▶ **STATED PROBLEM**:
What follows is a set of entries. Give them again exactly, without the pictures.

- - - - - - -

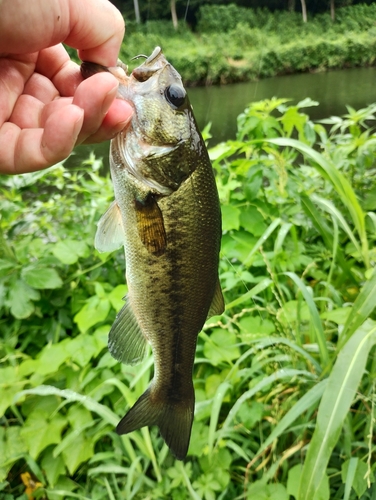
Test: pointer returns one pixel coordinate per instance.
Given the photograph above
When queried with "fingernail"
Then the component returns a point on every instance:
(122, 125)
(110, 96)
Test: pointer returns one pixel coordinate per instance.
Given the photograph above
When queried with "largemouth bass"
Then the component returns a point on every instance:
(166, 214)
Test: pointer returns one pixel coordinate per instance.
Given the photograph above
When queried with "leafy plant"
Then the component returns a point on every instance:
(284, 379)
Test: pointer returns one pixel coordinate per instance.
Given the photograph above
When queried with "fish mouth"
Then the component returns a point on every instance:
(144, 153)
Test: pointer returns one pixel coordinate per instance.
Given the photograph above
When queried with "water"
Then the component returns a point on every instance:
(221, 105)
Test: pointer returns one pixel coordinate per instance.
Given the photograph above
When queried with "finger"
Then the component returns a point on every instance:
(117, 118)
(41, 88)
(97, 31)
(27, 112)
(13, 75)
(95, 27)
(96, 96)
(54, 63)
(29, 150)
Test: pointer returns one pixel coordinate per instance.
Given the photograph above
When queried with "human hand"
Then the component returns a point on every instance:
(46, 108)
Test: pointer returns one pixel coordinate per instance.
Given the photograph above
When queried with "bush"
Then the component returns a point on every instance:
(277, 377)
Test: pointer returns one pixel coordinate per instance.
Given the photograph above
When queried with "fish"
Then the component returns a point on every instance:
(166, 215)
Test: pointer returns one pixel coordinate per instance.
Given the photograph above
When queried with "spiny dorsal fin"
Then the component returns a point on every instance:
(110, 231)
(126, 341)
(217, 306)
(150, 225)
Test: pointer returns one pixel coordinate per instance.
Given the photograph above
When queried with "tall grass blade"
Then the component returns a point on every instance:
(329, 207)
(364, 304)
(89, 403)
(322, 227)
(271, 379)
(309, 399)
(216, 408)
(262, 240)
(350, 476)
(343, 187)
(342, 384)
(316, 321)
(265, 283)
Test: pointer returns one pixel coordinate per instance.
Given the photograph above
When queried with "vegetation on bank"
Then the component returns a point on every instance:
(285, 379)
(235, 44)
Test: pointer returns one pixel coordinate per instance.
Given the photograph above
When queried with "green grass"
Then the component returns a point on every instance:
(284, 379)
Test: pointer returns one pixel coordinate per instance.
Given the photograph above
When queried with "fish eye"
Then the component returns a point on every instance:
(175, 95)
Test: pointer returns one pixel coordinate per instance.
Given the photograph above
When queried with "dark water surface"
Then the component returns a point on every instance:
(221, 105)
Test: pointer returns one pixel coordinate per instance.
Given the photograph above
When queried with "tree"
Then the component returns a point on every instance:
(332, 10)
(136, 11)
(173, 14)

- - - - - - -

▶ **EXERCISE SOLUTION**:
Test: pointer returns one pixel coordinate per instance.
Given the photograph above
When queried with "fingernail"
Then the component returns a point on every instance:
(122, 125)
(110, 96)
Test: pointer returns one pixel coordinate per instance.
Given the photograph above
When queried with "largemouth bass"
Then the component returns a point on every instance:
(166, 214)
Test: pointer returns one pixel coordinate per instance.
Given the photograph above
When queried with "leafy plant"
Then the component returns a point on every instance:
(284, 379)
Test: pointer returns one pixel coordinate per instance.
Given the photograph above
When queried with "fish mouth"
Then the component returns a point on every instance:
(144, 153)
Test: pointer returns one pixel coordinate per instance.
Given the photograph above
When queried with "water"
Then the component returns a point on every instance:
(221, 105)
Test: pointer returns one pixel coordinate per instance.
Given the photograph above
When queried with "finger"
Then the component returns a point on every instance:
(117, 118)
(41, 88)
(97, 31)
(27, 112)
(13, 75)
(95, 27)
(96, 96)
(54, 63)
(29, 150)
Test: pointer returns one pixel coordinate per instance.
Given the photograph above
When queried with "human hand"
Then the component returns a point on every instance:
(46, 108)
Test: pointer returns one pixel coordinate per instance.
Given the photograph above
When queried with "bush"
Then the component returns a point on every instance:
(277, 377)
Test: pointer returns one pixel coordinate per instance.
Given the photograph above
When queried with "fish"
Then the component returns a point on every instance:
(166, 215)
Test: pointer returns one pixel coordinate per instance.
Given the photograph above
When queried with "spiny dorsal fin"
Then the component returns a point on every instance:
(110, 231)
(126, 341)
(217, 306)
(150, 225)
Test: pointer returns one pixel coordinate per instance.
Given the photograph above
When queried with "tall grass blade"
Then the component returns a point on every instance:
(329, 207)
(364, 304)
(89, 403)
(322, 227)
(271, 379)
(309, 399)
(216, 408)
(262, 240)
(350, 476)
(343, 187)
(342, 384)
(316, 321)
(265, 283)
Test: pointer returns one pixel coordinate per instance.
Given the photograph above
When queried with "vegetation on bank"
Then the component returns a point on every instance:
(285, 379)
(235, 44)
Test: pointer returns one pixel coordinate per instance.
Given the photograph above
When queried with "green grass"
Then the component returns a point on every instance:
(284, 379)
Test: pointer returns one pixel coordinate per instance.
Given the photograph above
When queried with "fish eye"
Then the component returns a point on every instance:
(175, 95)
Test: pointer returns one pixel coordinate per instance.
Given the photograph above
When queried with "dark water surface"
Then the component returns a point on every instance:
(221, 105)
Test: pointer returns one pixel coordinate per instance.
Given the photograph above
When queried with "tree"
Then the component returns a point on every instance:
(332, 10)
(136, 11)
(173, 14)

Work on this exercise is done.